- **EXCERPTED TEXT**

-=-=-

It is to be understood that although this disclosure includes a detailed description on cloud computing, implementation of the teachings recited herein are not limited to a cloud computing environment. Rather, embodiments of the present disclosure are capable of being implemented in conjunction with any other type of computing environment now known or later developed.
Cloud computing is a model of service delivery for enabling convenient, on-demand network access to a shared pool of configurable computing resources (e.g., networks, network bandwidth, servers, processing, memory, storage, applications, virtual machines, and services) that can be rapidly provisioned and released with minimal management effort or interaction with a provider of the service. This cloud model may include at least five characteristics, at least three service models, and at least four deployment models.
Service models may include software as a service (SaaS), platform as a service (PaaS), and infrastructure as a service (IaaS). In SaaS, the capability provided to the consumer is to use the provider's applications running on a cloud infrastructure. The applications are accessible from various client devices through a thin client interface such as a web browser (e.g., web-based e-mail). The consumer does not manage or control the underlying cloud infrastructure including network, servers, operating systems, storage, or even individual application capabilities, with the possible exception of limited user-specific application configuration settings. In PaaS, the capability provided to the consumer is to deploy onto the cloud infrastructure consumer-created or acquired applications created using programming languages and tools supported by the provider. The consumer does not manage or control the underlying cloud infrastructure including networks, servers, operating systems, or storage, but has control over the deployed applications and possibly application hosting environment configurations. In IaaS, the capability provided to the consumer is to provision processing, storage, networks, and other fundamental computing resources where the consumer is able to deploy and run arbitrary software, which can include operating systems and applications. The consumer does not manage or control the underlying cloud infrastructure but has control over operating systems, storage, deployed applications, and possibly limited control of select networking components (e.g., host firewalls).

-=-=-

- **LISTED ENTRIES**
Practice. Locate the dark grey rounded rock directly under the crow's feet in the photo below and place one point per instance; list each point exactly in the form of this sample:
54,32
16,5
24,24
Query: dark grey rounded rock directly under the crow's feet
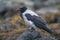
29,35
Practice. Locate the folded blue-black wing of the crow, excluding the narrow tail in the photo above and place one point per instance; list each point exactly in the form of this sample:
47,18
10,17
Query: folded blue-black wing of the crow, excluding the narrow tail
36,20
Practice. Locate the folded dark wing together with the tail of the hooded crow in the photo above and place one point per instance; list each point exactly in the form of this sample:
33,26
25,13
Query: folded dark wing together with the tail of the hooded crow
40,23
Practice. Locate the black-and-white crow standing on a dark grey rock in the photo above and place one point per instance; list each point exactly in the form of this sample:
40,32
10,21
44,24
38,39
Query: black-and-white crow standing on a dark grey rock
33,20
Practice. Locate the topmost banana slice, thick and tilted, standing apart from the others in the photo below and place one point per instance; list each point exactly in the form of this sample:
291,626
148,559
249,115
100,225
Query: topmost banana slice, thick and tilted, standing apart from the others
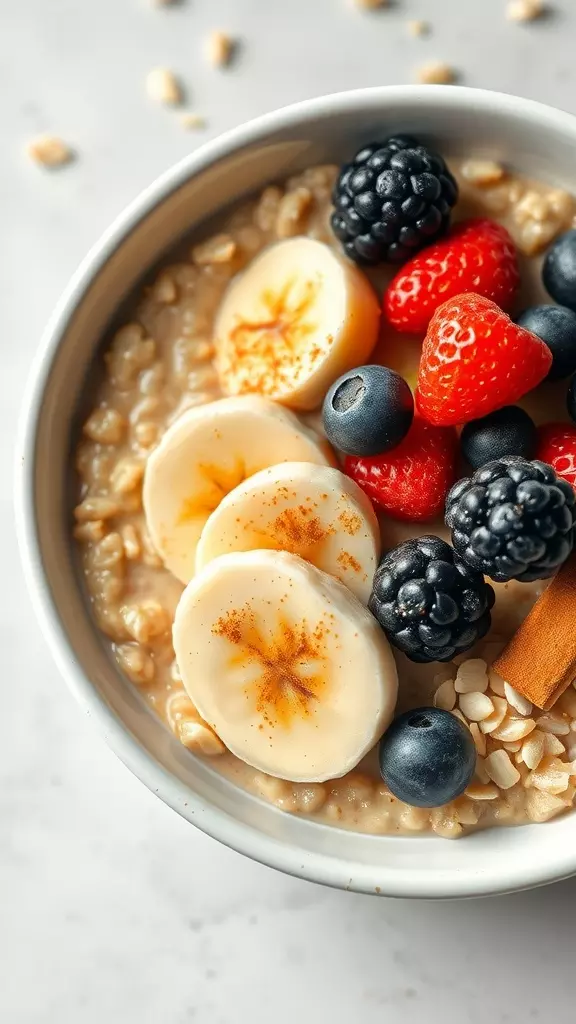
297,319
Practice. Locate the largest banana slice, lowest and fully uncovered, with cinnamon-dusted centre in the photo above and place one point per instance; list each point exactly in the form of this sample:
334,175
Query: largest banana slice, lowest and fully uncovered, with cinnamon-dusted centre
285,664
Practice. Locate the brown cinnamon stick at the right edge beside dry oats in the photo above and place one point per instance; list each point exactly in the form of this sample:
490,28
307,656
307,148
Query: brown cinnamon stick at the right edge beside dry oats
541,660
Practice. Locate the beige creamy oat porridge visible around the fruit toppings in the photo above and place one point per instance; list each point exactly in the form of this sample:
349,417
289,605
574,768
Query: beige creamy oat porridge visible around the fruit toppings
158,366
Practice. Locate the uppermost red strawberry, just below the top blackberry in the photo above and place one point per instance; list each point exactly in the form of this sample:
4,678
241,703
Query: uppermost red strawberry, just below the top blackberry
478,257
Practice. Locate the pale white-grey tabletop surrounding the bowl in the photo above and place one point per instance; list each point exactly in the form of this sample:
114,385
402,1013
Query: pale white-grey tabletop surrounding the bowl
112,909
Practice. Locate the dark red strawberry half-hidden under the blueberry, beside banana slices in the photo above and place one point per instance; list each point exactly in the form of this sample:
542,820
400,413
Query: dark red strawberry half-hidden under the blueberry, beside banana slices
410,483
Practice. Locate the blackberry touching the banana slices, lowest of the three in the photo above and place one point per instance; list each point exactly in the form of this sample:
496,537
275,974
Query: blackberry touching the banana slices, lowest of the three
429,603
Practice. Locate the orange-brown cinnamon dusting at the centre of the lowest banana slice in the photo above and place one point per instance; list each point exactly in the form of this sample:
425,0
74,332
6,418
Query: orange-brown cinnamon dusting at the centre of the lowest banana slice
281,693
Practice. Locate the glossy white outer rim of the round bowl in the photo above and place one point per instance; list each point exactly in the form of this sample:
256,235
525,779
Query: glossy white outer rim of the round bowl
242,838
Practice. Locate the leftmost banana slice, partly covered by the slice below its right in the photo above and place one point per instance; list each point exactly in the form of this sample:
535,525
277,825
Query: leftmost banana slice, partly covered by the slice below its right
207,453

-=-=-

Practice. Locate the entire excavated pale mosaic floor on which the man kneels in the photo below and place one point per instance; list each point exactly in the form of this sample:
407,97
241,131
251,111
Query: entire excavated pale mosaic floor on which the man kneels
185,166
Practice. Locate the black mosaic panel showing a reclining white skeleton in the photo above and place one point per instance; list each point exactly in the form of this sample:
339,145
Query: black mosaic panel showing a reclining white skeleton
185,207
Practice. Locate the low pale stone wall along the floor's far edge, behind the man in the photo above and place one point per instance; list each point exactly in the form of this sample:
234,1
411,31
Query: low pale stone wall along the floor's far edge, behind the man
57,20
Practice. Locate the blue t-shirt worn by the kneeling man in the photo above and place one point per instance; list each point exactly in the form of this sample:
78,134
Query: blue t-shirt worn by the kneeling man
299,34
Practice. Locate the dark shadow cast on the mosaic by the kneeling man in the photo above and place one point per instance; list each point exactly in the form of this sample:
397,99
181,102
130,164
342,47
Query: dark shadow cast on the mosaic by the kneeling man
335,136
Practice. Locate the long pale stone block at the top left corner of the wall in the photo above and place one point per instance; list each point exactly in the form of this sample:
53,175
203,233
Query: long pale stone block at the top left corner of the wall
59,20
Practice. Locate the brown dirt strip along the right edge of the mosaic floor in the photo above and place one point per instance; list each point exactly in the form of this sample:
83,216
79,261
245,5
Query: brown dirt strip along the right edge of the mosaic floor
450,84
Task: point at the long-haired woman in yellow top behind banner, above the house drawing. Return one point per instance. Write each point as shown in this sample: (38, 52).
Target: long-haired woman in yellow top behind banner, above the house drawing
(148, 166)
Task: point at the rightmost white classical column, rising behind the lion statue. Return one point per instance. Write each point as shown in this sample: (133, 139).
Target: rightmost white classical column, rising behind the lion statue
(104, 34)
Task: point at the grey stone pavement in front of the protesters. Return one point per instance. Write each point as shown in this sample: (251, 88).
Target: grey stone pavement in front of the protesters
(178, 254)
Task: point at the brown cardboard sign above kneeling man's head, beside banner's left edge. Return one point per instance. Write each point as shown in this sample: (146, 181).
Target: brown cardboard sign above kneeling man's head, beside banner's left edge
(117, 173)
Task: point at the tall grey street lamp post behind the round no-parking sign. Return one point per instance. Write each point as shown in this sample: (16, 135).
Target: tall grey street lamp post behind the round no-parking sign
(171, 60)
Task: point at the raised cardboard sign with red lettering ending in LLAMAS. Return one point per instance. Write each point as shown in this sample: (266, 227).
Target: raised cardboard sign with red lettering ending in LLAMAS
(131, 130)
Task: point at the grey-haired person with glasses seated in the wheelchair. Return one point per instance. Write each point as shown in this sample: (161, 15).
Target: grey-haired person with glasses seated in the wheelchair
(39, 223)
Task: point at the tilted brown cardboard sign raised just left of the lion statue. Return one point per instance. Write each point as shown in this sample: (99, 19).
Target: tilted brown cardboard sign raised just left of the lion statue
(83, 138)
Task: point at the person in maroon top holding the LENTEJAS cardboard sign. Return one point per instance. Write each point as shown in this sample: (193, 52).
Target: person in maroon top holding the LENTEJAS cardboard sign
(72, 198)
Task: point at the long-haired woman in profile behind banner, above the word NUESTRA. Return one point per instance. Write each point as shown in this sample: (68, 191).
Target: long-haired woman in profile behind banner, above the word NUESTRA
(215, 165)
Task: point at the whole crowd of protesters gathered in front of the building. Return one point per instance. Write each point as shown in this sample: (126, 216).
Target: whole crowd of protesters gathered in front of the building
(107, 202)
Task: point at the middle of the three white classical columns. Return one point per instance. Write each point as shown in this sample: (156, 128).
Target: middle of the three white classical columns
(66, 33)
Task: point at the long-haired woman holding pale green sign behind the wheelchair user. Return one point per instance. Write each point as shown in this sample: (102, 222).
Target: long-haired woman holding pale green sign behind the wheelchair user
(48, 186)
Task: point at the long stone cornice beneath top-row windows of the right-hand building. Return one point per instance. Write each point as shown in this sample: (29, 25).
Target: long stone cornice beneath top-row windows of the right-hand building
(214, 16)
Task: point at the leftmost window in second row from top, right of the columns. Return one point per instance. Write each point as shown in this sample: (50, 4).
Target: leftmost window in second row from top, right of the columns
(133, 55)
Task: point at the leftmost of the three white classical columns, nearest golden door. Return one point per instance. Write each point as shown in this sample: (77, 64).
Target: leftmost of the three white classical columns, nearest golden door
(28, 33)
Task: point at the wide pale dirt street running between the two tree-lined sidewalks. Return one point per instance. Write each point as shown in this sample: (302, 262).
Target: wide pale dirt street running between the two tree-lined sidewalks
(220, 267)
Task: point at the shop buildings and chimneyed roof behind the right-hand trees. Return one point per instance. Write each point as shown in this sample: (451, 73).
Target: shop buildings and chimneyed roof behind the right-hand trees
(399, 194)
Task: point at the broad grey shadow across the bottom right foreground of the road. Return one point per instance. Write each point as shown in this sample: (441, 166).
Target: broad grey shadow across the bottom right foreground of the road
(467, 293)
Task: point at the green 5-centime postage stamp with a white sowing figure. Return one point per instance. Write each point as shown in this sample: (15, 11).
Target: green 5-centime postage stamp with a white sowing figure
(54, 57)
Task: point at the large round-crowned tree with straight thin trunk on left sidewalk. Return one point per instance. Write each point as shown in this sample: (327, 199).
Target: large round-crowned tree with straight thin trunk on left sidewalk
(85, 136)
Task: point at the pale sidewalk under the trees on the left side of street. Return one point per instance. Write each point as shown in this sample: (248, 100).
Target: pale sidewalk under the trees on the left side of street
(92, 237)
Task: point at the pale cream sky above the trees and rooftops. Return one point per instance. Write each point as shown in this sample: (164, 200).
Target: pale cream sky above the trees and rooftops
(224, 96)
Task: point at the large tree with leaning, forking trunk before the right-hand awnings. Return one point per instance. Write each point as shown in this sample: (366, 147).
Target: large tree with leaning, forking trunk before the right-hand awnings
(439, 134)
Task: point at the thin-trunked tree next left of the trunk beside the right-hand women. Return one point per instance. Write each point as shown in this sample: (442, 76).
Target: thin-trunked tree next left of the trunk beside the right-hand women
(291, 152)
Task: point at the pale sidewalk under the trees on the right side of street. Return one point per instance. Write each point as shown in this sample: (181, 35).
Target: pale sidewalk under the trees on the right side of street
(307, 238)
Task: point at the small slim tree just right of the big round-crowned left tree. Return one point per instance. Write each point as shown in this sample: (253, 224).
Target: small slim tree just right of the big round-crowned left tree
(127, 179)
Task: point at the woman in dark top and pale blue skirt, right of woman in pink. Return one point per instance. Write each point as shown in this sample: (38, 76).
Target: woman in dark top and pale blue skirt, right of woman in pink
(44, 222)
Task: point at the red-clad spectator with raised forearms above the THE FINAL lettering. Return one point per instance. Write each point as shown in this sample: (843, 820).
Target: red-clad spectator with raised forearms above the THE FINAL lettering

-=-=-

- **LIST OF TASKS**
(a) Render this sentence from the cloud computing passage above into Spanish: "The applications are accessible from various client devices through a thin client interface such as a web browser (e.g., web-based e-mail)."
(b) Pick up the cloud computing passage above after its last sentence and write what comes next.

- **RESPONSES BY TASK**
(a) Las aplicaciones son accesibles desde diversos dispositivos cliente a través de una interfaz de cliente ligero, como un navegador web (p. ej., correo electrónico basado en la web).

(b)
Deployment models may include private cloud, community cloud, public cloud, and hybrid cloud. In private cloud, the cloud infrastructure is operated solely for an organization. It may be managed by the organization or a third party and may exist on-premises or off-premises. In community cloud, the cloud infrastructure is shared by several organizations and supports specific community that has shared concerns (e.g., mission, security requirements, policy, and compliance considerations). It may be managed by the organizations or a third party that may exist on-premises or off-premises. In public cloud, the cloud infrastructure is made available to the general public or a large industry group and is owned by an organization selling cloud services. In hybrid cloud, the cloud infrastructure is a composition of two or more clouds (private, community, or public) that remain unique entities but are bound together by standardized or proprietary technology that enables data and application portability (e.g., cloud bursting for load-balancing between clouds).
A cloud computing environment is service oriented with a focus on statelessness, low coupling modularity, and semantic interoperability. At the heart of cloud computing is an infrastructure that includes a network of interconnected nodes.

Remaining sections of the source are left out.